What downloading Snapchat taught me about meeting prep


Set the Agenda:
Quality Meetings Don't Just Happen

A newsletter from Jess Britt Consulting

In this week's newsletter

  • Why I downloaded an app I swore I’d never use and what it taught me about meeting prep
  • Q&A: I want to use a warm-up question, but that won’t work in my company culture. What can I do?
  • Warm-up and check-out questions you can use this week
  • Weekly bird break

A baby was born in my extended family last year. I wanted updates and I was not getting them frequently. I asked more directly. I suggested approaches that worked with other friends and family (apps and shared albums), but photos were still slow to come.

Then I paid attention to what was already working. Updates were flowing every day on Snapchat, an app more popular with people younger than I. I cringed and then I downloaded it…and now I’m in better touch with my family than ever.

I don’t know about you, but I’ve gotten similarly frustrated over meeting prep before:

  • Why didn’t anyone read the pre-work?
  • I asked for agenda items by Friday. Why didn’t anyone reply?
  • The project tracker should be updated before our meeting. Why is it blank?
•••••
- **EXERCISE REQUIREMENTS**:
a. Answer these questions using the newsletter on meeting prep:
(i) Which app did the writer download?
(ii) Which business sends the newsletter?
(iii) By what day had the writer asked for agenda items?
b. In the entries, render the lines from the one containing "of the white" through the end of the entries, inclusive, as a JSON list of strings with one string per line and blank lines omitted.
The newsletter and the entries that follow it come from unrelated sources.

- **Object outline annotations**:
•••••
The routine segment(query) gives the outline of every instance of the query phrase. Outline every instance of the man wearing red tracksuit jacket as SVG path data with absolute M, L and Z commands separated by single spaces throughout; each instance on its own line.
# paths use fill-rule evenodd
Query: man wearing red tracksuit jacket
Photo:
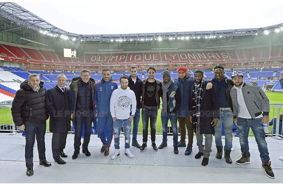
M 112 92 L 118 88 L 117 83 L 113 81 L 110 70 L 102 71 L 102 78 L 94 85 L 94 102 L 96 112 L 97 132 L 103 144 L 100 152 L 104 155 L 109 155 L 109 147 L 113 137 L 113 119 L 110 113 L 110 99 Z M 104 134 L 104 125 L 107 124 L 107 140 Z

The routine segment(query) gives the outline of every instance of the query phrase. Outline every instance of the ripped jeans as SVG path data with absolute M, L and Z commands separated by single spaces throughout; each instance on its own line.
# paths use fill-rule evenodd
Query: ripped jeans
M 250 155 L 249 151 L 249 131 L 250 128 L 252 129 L 256 141 L 257 143 L 260 156 L 263 162 L 268 164 L 270 158 L 267 149 L 267 144 L 265 140 L 265 133 L 263 130 L 262 118 L 254 119 L 245 119 L 238 118 L 237 121 L 238 131 L 241 145 L 241 151 L 250 157 Z
M 114 146 L 115 149 L 120 149 L 120 133 L 121 129 L 123 126 L 125 133 L 125 148 L 129 148 L 130 142 L 131 141 L 131 122 L 129 119 L 117 119 L 113 122 L 113 128 L 114 130 Z

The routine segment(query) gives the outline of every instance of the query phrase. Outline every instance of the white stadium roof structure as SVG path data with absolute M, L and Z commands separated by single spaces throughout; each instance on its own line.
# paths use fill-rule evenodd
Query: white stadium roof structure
•••••
- **SOLVED PROBLEMS**:
a.
(i) Snapchat
(ii) Jess Britt Consulting
(iii) Friday

b.
[
  "The routine segment(query) gives the outline of every instance of the query phrase. Outline every instance of the white stadium roof structure as SVG path data with absolute M, L and Z commands separated by single spaces throughout; each instance on its own line.",
  "# paths use fill-rule evenodd",
  "Query: white stadium roof structure"
]